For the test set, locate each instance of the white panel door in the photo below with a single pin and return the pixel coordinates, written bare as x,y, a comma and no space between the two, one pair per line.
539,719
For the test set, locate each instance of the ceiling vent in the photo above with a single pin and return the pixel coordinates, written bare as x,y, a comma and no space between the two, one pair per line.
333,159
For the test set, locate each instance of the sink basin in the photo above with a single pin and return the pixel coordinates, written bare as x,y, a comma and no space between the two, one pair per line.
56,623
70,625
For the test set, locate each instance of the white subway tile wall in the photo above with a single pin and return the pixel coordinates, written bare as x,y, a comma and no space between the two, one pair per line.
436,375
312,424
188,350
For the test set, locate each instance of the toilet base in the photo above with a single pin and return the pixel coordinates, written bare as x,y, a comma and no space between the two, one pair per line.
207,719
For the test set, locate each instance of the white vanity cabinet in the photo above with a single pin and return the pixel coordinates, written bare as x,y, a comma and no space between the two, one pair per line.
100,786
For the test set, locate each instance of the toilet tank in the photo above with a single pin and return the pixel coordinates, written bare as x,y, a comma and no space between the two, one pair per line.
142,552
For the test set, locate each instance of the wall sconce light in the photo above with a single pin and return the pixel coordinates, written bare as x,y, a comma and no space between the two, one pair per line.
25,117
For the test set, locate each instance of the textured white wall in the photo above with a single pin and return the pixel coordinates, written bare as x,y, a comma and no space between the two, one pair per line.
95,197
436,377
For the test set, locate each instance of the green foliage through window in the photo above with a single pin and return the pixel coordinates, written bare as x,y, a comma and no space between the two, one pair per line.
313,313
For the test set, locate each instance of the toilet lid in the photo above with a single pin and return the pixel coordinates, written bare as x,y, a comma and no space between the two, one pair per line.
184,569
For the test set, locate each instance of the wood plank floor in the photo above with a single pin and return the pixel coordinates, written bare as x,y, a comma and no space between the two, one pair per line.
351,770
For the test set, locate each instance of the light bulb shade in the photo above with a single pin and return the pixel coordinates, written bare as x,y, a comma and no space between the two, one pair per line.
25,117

____________

Take the data above and return it exactly.

For the test set, locate each instance of the white panel door in the photo below with a single pin and return the pixel coordinates, written bare as x,y, a comma and no space between the two, one pair per line.
539,719
For the test set, locate each instance of the ceiling vent in the photo above with a single pin and return the pixel coordinates, written bare as x,y, a comma and no space between the two, one pair per line.
333,159
For the test set, locate each instance of the sink basin in the photo above with a single pin and return the pixel coordinates, written bare as x,y, a comma and no space between the two, one pair per line.
56,623
70,625
For the test set, locate each instance of the white subway tile wall in the photo above with a single pin and return the pixel coordinates, written bare as x,y, a comma and no space between the two, one pair per line.
436,375
312,424
188,350
For the test set, locate each instance of the toilet base in the photo above with a single pin and return the pixel coordinates, written bare as x,y, a comma and no space between the two, one pair per line.
207,719
For the test set, locate each instance of the white vanity cabinet in the photo above with a single pin and return the pixel coordinates, written bare as x,y, a comma and no space between the two, one pair per line.
100,786
For the test set, locate each instance of the toilet tank in the photo above with a single pin and return the pixel coordinates, written bare as x,y, a comma and no space between the two, one pair per line.
142,552
For the test set, locate each instance of the wall sconce light in the photo above with a single pin and return the pixel coordinates, written bare as x,y, a comma and no space between the two, one pair per line.
25,117
For the test set, locate each instance of the textured white wall in the photo above with a single pin and return the pixel coordinates, written bare as x,y, a comma and no space between the two, one pair per line.
95,197
436,377
For the test set, locate each instance of the green foliage through window in the photo above with a single pin and return the pixel coordinates, written bare as x,y, a comma and no space between the two, one pair per line.
313,313
For the test set, locate each instance of the toilet lid in the photo above with a single pin and return the pixel coordinates, written bare as x,y, a comma and no space between the two, one pair per line.
184,569
For the test set, locate each instance of the wood plank floor in the photo above with a single pin and return the pixel coordinates, written bare as x,y, a comma and no space between the two, one pair per line.
351,770
For the test set, locate each instance of the light bulb shade in the photo above with a single pin and return the pixel coordinates, written bare as x,y, a comma and no space between the two, one pair per line.
25,117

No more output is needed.